**** DATA PROVIDED

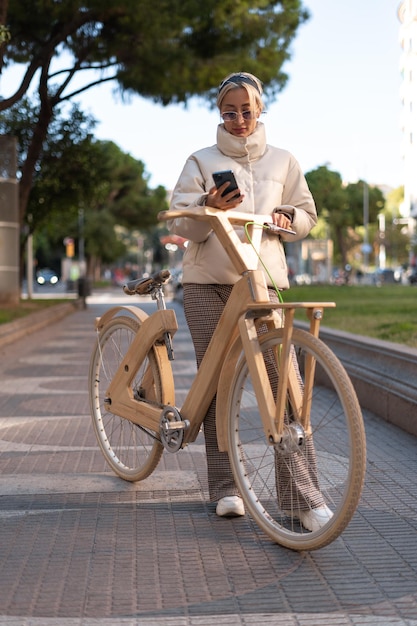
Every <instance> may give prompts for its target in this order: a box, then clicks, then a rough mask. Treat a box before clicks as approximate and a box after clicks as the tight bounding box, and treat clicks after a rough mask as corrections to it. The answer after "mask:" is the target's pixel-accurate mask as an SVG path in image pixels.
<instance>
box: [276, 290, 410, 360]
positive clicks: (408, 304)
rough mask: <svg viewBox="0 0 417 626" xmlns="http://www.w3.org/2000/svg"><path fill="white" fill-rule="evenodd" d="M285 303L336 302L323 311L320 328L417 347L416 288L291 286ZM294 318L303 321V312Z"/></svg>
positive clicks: (285, 296) (297, 315) (304, 319)
mask: <svg viewBox="0 0 417 626" xmlns="http://www.w3.org/2000/svg"><path fill="white" fill-rule="evenodd" d="M284 300H285V301H287V302H290V301H291V302H305V301H311V302H336V308H335V309H326V311H325V312H324V319H323V323H322V325H323V326H328V327H329V328H336V329H338V330H343V331H345V332H349V333H353V334H358V333H359V334H360V335H363V336H365V337H375V338H376V339H382V340H384V341H393V342H394V343H403V344H405V345H407V346H411V347H413V348H416V347H417V321H416V288H415V287H411V286H406V285H382V287H373V286H365V285H363V286H349V287H347V286H343V287H335V286H332V285H327V286H326V285H324V286H323V285H314V286H302V287H292V288H291V289H290V290H289V291H288V292H286V293H285V294H284ZM297 318H298V319H300V320H303V321H306V316H305V313H297Z"/></svg>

********

PROBLEM TO WORK ON. Read the listing line by line, and copy each line in which the word "instance" is found.

TASK ANSWER.
Every <instance> may give prompts for its target in this order: a box, then clicks, then a rough mask. Treat a box before clicks as approximate and a box after clicks as the tight bounding box, and treat clicks after a rough mask as corrections to it. The answer after "mask:" is the target's pixel-accurate mask as an SVG path in image pixels.
<instance>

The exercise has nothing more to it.